START MATERIAL SUPPLIED

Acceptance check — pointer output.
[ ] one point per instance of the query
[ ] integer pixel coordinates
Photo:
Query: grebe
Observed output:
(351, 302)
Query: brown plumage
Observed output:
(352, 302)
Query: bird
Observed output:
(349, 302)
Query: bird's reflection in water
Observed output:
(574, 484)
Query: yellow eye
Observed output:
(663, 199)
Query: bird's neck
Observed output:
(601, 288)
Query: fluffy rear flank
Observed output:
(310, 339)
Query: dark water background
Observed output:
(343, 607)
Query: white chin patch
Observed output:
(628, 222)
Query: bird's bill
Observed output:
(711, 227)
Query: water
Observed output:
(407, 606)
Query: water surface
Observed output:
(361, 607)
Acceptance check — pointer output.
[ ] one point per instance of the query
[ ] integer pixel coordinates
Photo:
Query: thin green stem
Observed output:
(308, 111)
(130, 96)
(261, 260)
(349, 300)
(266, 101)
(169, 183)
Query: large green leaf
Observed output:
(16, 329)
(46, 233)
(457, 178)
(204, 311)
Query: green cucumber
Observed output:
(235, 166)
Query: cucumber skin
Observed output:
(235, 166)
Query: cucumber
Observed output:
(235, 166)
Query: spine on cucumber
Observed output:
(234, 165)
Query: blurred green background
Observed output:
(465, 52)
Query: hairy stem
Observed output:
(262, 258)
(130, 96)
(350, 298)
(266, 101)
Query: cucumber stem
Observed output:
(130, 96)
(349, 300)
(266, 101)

END MATERIAL SUPPLIED
START MATERIAL SUPPLIED

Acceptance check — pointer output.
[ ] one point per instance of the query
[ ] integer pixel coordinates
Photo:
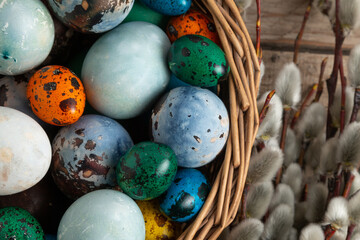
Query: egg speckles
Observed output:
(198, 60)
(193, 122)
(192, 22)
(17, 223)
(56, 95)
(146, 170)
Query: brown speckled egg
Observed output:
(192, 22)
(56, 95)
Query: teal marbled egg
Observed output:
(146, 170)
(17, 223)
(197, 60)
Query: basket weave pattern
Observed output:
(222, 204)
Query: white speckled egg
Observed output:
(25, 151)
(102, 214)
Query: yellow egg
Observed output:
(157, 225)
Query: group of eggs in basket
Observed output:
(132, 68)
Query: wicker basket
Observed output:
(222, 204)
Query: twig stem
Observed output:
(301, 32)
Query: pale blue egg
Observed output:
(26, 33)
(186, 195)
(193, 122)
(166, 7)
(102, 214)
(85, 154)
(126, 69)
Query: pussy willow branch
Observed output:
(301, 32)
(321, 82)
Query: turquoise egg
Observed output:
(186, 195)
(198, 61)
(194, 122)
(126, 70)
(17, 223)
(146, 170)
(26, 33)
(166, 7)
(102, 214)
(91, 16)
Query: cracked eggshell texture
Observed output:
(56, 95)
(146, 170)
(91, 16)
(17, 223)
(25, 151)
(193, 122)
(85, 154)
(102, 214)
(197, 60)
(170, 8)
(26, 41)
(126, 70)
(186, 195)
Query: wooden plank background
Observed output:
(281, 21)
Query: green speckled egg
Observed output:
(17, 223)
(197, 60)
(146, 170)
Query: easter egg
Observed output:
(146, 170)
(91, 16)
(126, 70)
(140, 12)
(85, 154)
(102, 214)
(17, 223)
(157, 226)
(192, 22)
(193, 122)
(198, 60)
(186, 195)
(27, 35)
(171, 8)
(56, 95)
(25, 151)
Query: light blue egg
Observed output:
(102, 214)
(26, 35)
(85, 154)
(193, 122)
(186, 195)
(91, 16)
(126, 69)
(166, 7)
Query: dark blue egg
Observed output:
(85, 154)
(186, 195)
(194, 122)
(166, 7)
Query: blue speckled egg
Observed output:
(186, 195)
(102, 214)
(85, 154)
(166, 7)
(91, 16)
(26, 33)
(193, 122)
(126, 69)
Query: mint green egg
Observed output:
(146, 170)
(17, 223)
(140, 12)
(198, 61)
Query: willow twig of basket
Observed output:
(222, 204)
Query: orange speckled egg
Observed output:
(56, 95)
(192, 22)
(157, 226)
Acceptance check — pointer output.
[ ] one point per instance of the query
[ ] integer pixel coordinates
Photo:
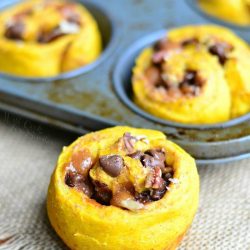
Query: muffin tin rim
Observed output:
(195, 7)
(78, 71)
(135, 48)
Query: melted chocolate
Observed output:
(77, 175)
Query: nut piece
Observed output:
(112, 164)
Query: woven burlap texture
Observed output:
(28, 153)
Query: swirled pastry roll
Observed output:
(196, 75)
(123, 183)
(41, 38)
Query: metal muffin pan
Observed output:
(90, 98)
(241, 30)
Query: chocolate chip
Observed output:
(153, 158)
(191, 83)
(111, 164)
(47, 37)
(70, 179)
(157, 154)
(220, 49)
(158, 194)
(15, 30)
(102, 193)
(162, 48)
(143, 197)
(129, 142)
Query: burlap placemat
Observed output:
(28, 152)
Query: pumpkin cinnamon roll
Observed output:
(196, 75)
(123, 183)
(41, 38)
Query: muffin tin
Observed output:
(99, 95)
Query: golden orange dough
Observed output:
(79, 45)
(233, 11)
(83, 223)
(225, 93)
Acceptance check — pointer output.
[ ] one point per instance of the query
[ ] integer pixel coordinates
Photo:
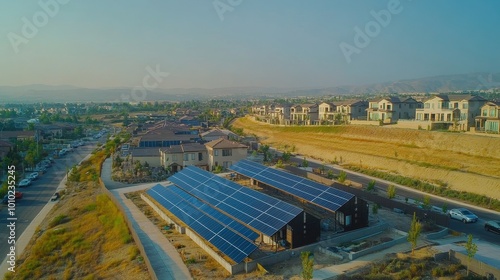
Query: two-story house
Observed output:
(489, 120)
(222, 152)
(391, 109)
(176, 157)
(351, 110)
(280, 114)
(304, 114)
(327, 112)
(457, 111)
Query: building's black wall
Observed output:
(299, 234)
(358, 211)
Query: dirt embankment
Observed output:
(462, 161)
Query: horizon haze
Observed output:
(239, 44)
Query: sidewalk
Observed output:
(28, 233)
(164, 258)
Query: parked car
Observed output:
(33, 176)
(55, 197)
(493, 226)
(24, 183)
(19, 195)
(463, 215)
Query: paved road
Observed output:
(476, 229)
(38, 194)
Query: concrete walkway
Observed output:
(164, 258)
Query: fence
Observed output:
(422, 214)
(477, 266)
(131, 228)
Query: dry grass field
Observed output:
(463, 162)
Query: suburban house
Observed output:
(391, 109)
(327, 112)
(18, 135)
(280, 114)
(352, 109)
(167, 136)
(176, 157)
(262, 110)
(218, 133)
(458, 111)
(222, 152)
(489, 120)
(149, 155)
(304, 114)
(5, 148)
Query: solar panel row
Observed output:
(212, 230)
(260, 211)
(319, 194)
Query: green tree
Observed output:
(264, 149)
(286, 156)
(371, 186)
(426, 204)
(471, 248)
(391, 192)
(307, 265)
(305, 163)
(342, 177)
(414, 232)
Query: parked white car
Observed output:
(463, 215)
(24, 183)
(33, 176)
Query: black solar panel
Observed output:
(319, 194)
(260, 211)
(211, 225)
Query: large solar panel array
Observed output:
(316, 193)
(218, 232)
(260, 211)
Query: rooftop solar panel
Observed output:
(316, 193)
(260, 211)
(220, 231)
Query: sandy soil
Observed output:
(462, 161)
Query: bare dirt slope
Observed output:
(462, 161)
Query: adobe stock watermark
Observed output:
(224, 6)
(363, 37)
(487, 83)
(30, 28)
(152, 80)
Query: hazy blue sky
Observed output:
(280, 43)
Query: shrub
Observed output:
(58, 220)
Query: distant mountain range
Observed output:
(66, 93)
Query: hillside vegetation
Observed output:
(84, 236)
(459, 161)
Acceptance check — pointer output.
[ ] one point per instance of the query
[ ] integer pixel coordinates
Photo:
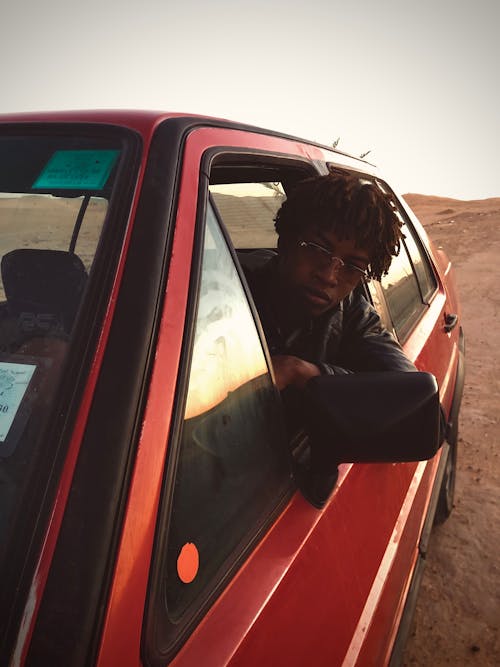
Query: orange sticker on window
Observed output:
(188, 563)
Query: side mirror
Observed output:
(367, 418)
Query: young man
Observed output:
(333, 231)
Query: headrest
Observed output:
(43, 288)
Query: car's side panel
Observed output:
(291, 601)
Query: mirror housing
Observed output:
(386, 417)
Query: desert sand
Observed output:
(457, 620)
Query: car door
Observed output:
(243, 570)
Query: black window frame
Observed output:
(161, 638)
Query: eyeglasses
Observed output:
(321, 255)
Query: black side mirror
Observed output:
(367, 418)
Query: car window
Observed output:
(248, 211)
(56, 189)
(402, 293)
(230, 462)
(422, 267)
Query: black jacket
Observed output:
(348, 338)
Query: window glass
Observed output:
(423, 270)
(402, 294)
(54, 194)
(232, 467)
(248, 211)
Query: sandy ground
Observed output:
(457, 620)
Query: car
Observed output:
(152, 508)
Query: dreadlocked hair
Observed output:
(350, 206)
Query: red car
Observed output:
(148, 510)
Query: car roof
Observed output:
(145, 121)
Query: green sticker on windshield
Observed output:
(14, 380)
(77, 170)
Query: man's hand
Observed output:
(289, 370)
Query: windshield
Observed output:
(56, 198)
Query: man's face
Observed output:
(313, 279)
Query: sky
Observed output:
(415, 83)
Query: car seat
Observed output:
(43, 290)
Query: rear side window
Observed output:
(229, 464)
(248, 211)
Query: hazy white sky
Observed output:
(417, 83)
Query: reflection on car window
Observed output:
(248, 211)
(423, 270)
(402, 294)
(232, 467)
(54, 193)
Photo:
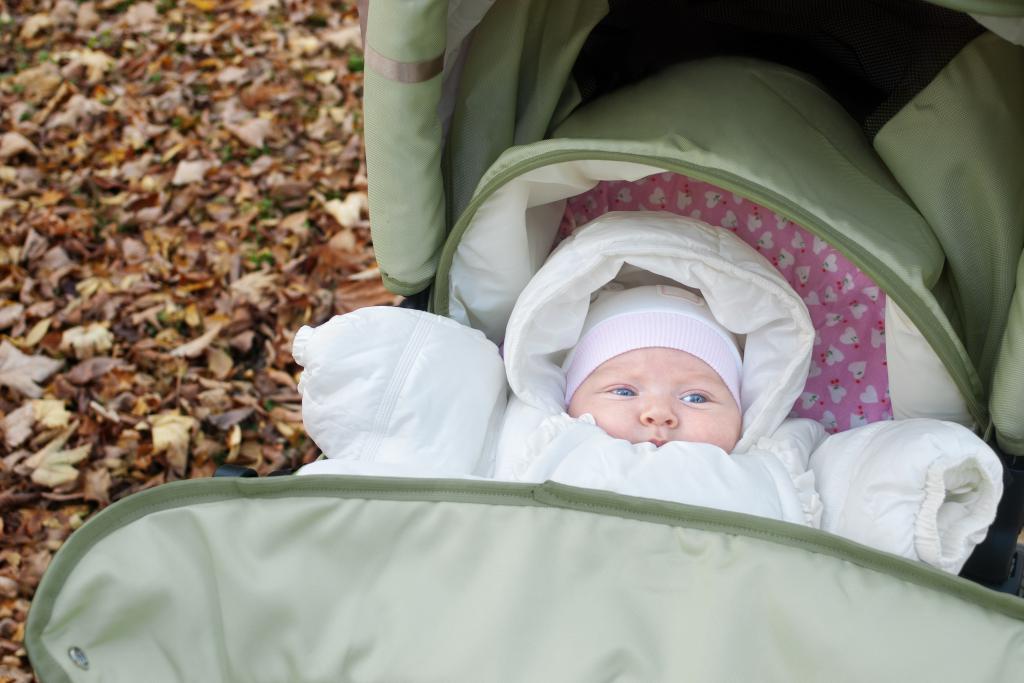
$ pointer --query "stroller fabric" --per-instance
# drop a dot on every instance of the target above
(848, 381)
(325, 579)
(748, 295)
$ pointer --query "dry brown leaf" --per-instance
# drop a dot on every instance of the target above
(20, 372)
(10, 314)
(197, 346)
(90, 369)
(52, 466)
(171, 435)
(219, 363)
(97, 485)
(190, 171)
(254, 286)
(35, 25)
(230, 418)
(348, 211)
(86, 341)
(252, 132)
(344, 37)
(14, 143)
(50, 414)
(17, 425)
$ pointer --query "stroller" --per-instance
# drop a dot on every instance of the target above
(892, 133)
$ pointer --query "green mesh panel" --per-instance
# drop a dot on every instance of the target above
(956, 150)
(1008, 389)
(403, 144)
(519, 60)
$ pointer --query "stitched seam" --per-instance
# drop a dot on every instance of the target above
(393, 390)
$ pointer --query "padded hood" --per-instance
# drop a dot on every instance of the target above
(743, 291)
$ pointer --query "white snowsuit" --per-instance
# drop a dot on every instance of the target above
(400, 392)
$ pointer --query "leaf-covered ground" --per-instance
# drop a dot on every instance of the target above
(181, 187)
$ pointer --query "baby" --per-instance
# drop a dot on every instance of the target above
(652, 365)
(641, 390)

END MATERIAL SUPPLIED
START MATERIAL SUPPLIED

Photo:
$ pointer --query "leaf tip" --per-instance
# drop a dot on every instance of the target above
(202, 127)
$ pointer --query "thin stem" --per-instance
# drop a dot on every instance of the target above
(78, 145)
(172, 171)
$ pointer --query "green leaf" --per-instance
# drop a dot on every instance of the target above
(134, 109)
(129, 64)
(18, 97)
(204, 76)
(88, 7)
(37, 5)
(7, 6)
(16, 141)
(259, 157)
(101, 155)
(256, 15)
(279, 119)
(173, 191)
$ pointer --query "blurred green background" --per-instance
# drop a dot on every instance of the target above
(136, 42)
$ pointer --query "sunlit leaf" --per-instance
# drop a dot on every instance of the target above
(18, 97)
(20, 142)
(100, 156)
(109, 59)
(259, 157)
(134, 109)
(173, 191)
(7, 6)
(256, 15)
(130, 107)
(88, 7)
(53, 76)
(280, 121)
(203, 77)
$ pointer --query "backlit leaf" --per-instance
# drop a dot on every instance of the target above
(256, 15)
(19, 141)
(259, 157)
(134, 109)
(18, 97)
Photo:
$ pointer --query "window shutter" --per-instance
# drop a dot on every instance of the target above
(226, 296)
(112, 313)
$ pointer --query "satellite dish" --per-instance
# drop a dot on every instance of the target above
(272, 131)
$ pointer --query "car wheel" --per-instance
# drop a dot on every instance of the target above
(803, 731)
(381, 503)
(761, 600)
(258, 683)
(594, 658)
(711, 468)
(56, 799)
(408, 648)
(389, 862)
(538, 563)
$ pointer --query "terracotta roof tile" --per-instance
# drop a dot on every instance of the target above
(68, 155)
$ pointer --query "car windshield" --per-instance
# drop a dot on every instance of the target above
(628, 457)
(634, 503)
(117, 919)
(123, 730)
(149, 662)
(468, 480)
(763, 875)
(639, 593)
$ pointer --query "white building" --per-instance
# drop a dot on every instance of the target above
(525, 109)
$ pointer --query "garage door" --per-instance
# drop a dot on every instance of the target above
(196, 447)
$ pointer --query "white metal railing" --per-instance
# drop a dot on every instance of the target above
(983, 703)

END MATERIAL SUPPLIED

### REQUIREMENT
Could you return exactly the stretch of the data above that starts at the line with "Query: teal marbled egg" and ends at the line with "Query: pale blue egg", both lines included?

### REPLY
Query: teal marbled egg
Observed output:
(146, 170)
(17, 223)
(197, 60)
Query: basket weave pattern
Observed output:
(222, 204)
Query: white speckled egg
Observed output:
(25, 151)
(102, 214)
Query: yellow egg
Observed output:
(157, 225)
Query: group of eggs in basket
Observed output:
(132, 68)
Query: wicker basket
Observed output:
(222, 204)
Query: twig stem
Observed output:
(301, 32)
Query: pale blue egg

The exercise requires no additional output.